• [DOCUMENT SEGMENT]:
━━━━━━━━━━━━━━━━━━━━
To be clear, the location of the copy and the paste varies every day. I cannot use a fixed cell reference.
from openpyxl import Workbook
import openpyxl
import datetime
wb = openpyxl.load_workbook('Online Log.xlsx')
wb1 = openpyxl.load_workbook('Blank.xlsx')
sheet = wb['Weather']
sheet1 = wb1['Sheet2']
# Find yesterday in date format
today = datetime.date.today()
yesterday = str(today - datetime.timedelta(days=1))
# Find position of midnight position on today's DPR
for row in sheet.iter_rows():
for cell in row:
if str(cell.value) == (str(today) + ' 00:00:00'):
Start_Coord = sheet.cell(row=cell.row, column=3).coordinate
End_Coord = sheet.cell(row=cell.row + 3, column=9).coordinate
for row in sheet[Start_Coord:End_Coord]:
for cell in row:
sheet1[cell.coordinate].value = cell.value
wb1.save('file2.xlsx')
━━━━━━━━━━━━━━━━━━━━
• [DATASET]:
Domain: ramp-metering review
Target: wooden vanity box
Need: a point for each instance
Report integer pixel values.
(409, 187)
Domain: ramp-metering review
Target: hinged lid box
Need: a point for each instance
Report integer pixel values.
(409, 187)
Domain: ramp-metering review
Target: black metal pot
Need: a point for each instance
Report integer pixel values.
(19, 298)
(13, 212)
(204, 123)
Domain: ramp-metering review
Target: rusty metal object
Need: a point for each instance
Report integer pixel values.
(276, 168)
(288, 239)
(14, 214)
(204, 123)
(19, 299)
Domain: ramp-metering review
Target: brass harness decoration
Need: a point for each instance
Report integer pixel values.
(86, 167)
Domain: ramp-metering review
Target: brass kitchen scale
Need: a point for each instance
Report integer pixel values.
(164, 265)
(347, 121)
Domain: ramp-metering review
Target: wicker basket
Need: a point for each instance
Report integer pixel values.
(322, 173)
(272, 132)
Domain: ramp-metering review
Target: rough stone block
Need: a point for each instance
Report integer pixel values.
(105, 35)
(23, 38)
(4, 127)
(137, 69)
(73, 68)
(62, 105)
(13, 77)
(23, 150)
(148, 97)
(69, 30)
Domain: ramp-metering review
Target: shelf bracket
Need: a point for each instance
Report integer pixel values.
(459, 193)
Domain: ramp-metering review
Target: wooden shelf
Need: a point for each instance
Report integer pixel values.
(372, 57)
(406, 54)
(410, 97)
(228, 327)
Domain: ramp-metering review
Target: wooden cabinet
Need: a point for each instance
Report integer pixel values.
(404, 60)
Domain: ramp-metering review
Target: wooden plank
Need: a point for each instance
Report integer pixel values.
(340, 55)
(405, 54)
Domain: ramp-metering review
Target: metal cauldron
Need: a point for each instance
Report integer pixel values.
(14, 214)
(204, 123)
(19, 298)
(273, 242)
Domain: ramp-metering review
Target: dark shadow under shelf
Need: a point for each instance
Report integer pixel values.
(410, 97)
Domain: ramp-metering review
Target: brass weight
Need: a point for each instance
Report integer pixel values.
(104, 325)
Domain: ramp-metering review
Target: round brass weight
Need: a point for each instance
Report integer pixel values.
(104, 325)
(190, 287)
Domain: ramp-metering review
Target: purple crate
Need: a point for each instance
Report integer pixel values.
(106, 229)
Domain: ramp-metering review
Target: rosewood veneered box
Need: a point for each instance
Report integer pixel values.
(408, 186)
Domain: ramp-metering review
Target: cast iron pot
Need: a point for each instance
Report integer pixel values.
━━━━━━━━━━━━━━━━━━━━
• [INSTRUCTIONS]:
(1) Answer these questions about the openpyxl post, one line each:
(a) Which worksheet, in which workbook, does the script search for today's date?
(b) Under what file name does the script save the result?
(c) Between which column numbers does the copied range lie?
(2) According to the openpyxl post, why does the script look for the position of today's midnight timestamp instead of copying a fixed range? Answer in one to three sentences.
(3) Write the next part of the openpyxl post, picking up after its last line of code.

• [RESULTS OF THE TASKS]:
(1)
(a) The 'Weather' worksheet in 'Online Log.xlsx'.
(b) 'file2.xlsx'.
(c) Columns 3 through 9.

(2) The location of the copy and the paste varies every day, so a fixed cell reference cannot be used. The script therefore searches the sheet for the value matching today's date at 00:00:00 and builds the start and end coordinates from the row where it finds that value.

(3)
I've tried incorporating the following code to search for the relevant place to paste into the second workbook, but that doesn't work either.
for rows in sheet1.iter_rows():
for cell in rows:
if str(cell.value) == 'Paste Cell Below':
Start_Coord_2 = sheet1.cell(row=cell.row, column=3).coordinate
End_Coord_2 = sheet1.cell(row=cell.row + 3, column=9).coordinate
for rows in sheet1[Start_Coord_2:End_Coord_2]:
for cell in rows:
sheet1[cell.coordinate].value = cell.value
print(cell.coordinate)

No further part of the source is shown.